- **Supplied material**
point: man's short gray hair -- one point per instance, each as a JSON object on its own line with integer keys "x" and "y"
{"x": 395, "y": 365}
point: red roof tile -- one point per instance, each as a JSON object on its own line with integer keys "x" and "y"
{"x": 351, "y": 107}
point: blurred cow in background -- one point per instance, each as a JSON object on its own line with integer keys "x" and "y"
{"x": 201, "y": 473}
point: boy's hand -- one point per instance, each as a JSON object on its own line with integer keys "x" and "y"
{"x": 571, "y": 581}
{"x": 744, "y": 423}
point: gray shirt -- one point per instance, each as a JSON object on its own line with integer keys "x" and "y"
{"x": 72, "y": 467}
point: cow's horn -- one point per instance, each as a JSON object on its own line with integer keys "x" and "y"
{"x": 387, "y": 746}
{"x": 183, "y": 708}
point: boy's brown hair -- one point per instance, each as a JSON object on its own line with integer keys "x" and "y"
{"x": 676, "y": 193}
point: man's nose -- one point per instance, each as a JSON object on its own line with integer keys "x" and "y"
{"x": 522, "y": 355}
==
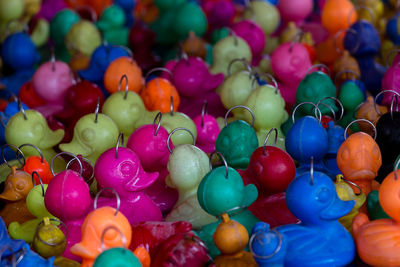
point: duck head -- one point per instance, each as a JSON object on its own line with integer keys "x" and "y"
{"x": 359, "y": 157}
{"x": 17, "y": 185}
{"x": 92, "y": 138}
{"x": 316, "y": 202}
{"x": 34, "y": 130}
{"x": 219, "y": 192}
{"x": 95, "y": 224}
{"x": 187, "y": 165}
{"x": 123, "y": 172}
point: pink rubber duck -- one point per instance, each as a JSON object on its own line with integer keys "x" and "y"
* * *
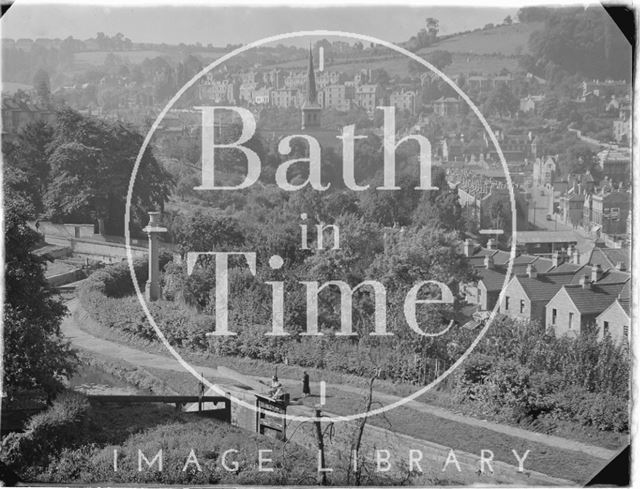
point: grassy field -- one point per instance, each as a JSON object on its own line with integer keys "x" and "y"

- **To do**
Pick out every line in the entries above that contains the word "hair", and copy each of those lines in full.

- **Solution for this problem**
point: man's short gray hair -- one point per instance, each as a JSON object on its own line with integer keys "x" and "y"
point: boy's brown hair -- one point per instance, each as a JSON object on its own line with integer keys "x" and "y"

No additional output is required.